Set down exactly the lines from the one containing "For each instance of the dark" through the last line of the records below, both included, and nothing else.

## Task inputs
— BEGIN —
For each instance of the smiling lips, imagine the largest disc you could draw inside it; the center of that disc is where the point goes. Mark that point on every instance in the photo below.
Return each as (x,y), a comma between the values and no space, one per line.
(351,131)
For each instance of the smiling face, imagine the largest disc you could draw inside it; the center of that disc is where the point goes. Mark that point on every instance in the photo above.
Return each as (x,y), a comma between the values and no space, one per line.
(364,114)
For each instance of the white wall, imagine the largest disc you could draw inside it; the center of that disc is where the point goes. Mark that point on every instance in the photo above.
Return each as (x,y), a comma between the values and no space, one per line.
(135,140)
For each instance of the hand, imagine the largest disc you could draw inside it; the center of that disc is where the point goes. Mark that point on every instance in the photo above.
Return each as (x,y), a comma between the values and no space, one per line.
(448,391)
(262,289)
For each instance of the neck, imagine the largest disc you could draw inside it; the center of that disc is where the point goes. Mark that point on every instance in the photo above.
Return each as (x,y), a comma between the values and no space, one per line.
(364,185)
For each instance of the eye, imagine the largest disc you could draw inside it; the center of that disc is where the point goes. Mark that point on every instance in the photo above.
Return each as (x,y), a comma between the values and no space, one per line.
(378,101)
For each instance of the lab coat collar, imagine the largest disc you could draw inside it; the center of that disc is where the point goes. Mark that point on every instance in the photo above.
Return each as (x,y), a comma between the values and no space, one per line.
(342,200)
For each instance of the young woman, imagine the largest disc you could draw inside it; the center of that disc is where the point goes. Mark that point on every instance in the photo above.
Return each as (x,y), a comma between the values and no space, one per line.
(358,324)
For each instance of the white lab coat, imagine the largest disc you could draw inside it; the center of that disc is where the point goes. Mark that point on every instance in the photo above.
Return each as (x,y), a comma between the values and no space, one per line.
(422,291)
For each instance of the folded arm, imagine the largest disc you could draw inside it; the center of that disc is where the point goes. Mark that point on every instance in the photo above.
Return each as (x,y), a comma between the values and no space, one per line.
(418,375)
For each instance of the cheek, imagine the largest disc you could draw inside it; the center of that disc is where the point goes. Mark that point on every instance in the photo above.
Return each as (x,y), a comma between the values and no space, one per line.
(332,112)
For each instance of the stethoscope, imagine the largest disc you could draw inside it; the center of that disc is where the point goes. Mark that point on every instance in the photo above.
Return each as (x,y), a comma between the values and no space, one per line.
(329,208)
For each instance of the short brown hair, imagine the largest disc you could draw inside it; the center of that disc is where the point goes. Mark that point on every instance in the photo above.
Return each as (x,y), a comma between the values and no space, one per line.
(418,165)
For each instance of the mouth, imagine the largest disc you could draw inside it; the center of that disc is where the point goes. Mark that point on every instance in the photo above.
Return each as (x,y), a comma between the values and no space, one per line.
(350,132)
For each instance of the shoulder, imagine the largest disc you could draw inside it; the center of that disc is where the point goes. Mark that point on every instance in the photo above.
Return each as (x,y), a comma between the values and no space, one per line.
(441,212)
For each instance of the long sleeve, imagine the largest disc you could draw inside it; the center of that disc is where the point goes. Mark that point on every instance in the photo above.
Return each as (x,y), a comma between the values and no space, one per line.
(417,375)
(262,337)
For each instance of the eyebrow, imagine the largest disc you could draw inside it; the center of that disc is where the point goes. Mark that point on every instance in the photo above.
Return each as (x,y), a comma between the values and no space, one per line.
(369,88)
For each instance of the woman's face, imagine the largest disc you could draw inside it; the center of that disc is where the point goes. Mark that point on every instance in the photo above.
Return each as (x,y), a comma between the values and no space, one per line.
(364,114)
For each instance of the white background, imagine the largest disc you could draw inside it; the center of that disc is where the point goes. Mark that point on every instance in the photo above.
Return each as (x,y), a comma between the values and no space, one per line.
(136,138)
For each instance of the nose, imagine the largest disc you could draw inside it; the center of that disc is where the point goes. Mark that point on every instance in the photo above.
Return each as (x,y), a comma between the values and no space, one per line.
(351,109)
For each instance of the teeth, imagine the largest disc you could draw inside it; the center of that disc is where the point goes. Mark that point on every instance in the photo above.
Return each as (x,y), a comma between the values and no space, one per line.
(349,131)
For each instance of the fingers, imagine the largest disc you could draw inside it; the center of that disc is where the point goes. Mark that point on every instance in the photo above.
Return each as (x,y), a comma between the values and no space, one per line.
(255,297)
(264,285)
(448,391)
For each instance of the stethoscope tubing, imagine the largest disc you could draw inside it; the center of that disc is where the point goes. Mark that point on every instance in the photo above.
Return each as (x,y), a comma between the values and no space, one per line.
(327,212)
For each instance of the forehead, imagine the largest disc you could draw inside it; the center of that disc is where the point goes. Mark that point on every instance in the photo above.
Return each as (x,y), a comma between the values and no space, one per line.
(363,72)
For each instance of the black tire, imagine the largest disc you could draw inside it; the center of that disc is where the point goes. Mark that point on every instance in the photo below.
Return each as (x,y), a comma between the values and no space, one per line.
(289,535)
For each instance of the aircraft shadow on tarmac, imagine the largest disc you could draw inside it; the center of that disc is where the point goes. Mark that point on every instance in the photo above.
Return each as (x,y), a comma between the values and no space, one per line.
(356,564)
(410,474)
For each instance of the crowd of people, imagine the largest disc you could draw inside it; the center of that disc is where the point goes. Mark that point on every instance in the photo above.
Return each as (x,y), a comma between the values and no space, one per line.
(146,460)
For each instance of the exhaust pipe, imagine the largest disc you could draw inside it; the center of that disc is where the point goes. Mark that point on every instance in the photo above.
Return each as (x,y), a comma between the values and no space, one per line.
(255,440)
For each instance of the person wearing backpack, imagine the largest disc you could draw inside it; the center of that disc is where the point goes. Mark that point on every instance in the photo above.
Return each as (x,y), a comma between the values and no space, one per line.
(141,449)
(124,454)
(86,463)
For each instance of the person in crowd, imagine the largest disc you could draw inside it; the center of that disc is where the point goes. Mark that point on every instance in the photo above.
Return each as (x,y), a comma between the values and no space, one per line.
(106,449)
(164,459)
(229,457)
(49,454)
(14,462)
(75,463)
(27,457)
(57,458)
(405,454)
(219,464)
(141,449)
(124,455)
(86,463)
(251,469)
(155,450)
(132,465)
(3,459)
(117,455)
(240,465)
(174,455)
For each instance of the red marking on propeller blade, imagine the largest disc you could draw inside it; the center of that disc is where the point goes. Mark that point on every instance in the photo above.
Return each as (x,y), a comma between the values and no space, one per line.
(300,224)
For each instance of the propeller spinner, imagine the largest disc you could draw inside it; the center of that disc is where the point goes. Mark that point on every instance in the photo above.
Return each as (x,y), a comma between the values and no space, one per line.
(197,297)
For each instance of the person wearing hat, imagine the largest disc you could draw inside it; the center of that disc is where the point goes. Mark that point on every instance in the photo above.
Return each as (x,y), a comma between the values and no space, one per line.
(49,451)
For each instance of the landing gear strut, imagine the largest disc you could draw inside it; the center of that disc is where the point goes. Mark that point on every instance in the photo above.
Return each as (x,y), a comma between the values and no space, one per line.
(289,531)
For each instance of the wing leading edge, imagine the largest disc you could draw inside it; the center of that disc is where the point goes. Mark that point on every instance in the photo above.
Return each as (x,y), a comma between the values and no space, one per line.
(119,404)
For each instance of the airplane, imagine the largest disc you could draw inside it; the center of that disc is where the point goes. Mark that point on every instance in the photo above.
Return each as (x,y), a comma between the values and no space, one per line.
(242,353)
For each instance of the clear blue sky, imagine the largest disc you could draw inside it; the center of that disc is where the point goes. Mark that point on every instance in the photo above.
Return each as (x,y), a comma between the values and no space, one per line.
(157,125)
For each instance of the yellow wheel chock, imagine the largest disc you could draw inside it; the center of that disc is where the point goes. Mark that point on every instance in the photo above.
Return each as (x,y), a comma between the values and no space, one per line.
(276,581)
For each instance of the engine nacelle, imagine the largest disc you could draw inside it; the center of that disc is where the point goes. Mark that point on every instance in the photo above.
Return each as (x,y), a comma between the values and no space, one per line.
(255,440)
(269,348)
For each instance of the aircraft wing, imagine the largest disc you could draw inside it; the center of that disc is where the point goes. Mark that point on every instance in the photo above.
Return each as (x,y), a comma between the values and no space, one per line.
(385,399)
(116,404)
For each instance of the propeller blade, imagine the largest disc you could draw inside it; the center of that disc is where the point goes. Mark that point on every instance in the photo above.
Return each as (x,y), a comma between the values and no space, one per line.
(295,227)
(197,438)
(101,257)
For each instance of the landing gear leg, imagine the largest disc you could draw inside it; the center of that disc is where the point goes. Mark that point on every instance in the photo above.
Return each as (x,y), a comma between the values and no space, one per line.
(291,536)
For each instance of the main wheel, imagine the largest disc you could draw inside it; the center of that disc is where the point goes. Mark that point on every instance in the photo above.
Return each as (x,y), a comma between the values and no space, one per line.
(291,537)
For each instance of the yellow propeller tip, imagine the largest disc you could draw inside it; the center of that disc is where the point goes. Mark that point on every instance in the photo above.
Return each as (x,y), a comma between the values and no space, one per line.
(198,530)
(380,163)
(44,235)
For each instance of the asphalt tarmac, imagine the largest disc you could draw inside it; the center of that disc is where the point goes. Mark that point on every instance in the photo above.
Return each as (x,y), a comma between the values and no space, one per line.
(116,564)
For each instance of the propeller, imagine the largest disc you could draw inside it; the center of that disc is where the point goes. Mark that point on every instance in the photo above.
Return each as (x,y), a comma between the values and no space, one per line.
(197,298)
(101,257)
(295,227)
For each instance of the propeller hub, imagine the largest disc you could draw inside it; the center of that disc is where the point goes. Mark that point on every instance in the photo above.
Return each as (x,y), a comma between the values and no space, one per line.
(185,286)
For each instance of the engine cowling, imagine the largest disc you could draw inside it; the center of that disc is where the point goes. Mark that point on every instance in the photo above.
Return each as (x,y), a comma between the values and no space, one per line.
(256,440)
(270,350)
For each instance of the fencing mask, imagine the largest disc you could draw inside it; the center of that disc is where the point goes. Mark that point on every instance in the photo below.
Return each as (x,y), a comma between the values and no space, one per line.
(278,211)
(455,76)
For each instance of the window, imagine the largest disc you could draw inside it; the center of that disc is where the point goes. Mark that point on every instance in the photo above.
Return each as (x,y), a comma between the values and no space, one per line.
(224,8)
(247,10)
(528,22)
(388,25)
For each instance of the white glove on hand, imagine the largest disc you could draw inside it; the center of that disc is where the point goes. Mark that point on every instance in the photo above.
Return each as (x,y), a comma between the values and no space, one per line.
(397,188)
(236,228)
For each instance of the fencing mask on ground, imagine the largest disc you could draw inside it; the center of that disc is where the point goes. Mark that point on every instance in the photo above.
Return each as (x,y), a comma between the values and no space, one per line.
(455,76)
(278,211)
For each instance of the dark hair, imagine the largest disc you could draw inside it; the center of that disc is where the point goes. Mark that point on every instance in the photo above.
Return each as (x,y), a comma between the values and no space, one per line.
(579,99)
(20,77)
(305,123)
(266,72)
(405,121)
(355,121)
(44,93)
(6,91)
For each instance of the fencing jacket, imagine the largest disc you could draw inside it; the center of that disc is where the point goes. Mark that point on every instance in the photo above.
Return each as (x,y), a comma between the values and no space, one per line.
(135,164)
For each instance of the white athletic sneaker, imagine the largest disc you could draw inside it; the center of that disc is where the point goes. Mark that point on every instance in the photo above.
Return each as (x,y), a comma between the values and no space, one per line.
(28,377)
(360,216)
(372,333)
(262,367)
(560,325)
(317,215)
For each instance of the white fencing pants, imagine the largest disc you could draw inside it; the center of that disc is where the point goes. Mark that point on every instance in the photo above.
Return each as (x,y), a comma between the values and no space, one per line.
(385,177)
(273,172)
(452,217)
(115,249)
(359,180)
— END —
## Written response
For each instance of the dark hair, imagine the largest disc you could draw inside it; the center of that disc is where the point goes. Mark that point on every instance in the photo above.
Return each as (x,y), a comma between the values and no space, one per line.
(579,99)
(20,77)
(305,123)
(266,72)
(405,121)
(355,121)
(44,93)
(6,91)
For each instance of the fencing jacket, imagine the largest disc you could draw inside it; the center of that disc is where the point goes. Mark that point on every instance in the photo above.
Return each as (x,y), a comma between the values and no space, one per line.
(135,164)
For each instance of the white athletic sneaker, imagine the largest disc you could draw inside it; the center of that disc is where the point goes. Mark that point on every instance in the photo above.
Return each as (x,y), a comma between the values and no space, one per line.
(28,377)
(360,216)
(372,333)
(262,367)
(560,325)
(317,215)
For each instance of the white fencing pants, imagine the largest disc you could draw inside it; the center of that disc is where the point goes. Mark that point on every instance in the photo above.
Return each as (x,y), a comma between the values and no space, one per line.
(385,177)
(273,172)
(452,217)
(115,249)
(359,180)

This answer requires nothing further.